═════ Dataset excerpts

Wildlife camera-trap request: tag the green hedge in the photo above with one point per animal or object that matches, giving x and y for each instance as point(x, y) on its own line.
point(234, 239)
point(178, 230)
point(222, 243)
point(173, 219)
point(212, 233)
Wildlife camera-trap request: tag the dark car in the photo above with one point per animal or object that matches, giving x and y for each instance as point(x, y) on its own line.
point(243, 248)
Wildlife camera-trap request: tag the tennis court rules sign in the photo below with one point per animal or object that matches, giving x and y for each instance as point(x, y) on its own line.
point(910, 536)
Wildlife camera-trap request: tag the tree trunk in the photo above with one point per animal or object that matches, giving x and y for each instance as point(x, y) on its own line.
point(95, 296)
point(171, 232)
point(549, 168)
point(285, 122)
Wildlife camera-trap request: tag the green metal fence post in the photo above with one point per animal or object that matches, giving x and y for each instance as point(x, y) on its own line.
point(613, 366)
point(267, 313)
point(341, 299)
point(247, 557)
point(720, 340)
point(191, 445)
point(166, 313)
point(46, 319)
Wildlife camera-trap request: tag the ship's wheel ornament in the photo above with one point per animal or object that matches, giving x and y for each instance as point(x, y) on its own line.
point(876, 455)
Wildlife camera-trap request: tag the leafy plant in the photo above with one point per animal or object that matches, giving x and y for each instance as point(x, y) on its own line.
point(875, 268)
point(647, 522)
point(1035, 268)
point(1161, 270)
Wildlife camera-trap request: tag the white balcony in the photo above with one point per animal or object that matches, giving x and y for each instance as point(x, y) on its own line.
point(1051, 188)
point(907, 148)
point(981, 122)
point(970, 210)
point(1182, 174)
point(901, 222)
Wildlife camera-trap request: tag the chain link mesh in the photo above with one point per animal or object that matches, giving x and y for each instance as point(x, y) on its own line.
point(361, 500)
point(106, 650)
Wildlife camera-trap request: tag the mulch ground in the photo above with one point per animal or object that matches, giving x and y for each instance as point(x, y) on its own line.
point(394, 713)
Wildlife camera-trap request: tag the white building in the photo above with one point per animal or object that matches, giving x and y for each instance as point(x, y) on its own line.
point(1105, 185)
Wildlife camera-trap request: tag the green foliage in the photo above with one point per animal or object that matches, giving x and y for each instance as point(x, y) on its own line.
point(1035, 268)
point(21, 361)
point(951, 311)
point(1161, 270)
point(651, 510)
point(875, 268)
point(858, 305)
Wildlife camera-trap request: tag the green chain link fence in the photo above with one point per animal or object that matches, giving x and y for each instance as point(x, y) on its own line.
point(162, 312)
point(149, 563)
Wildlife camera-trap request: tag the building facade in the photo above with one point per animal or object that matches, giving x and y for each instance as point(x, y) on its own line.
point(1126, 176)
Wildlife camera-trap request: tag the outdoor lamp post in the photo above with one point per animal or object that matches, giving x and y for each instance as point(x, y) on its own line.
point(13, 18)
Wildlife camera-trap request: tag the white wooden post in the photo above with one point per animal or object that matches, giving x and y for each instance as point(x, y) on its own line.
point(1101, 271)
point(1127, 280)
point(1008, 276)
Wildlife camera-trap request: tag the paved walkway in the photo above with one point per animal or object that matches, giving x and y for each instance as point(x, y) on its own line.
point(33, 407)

══════════

To be done -
Render the part of the listing that opens with the line containing "Wildlife camera-trap request: tag the green chain" and runs through the end of the listing as a Markdown table with the columns Row and Text. Give each line a row number and leave out blank lines.

Solved problem -
| Row | Text |
|---|---|
| 1 | Wildlife camera-trap request: tag the green chain link fence in the photo above with one point per animal or object that matches, giving x and y for each instance as point(x, y) on its own line. |
| 2 | point(162, 312) |
| 3 | point(149, 563) |
| 4 | Wildlife camera-trap request: tag the building facade in the photo above with one point per animal or object that matches, giving x and y for each instance as point(x, y) on its own line. |
| 5 | point(1126, 176) |
| 6 | Wildlife camera-trap request: tag the outdoor lamp post in the photo above with one point per animal or object that matches, giving x and y for each instance as point(x, y) on its own line. |
| 7 | point(13, 18) |
| 8 | Wildlife camera-trap request: tag the white wooden post in the photo above with one point per animal or object that matches, giving x and y for each instance as point(x, y) on its own line. |
| 9 | point(1101, 271) |
| 10 | point(1127, 280) |
| 11 | point(1008, 276) |
| 12 | Wildlife camera-trap request: tag the paved walkway in the photo above with one point per animal or object that matches, giving x and y for each instance as point(x, y) on its own line. |
| 13 | point(33, 407) |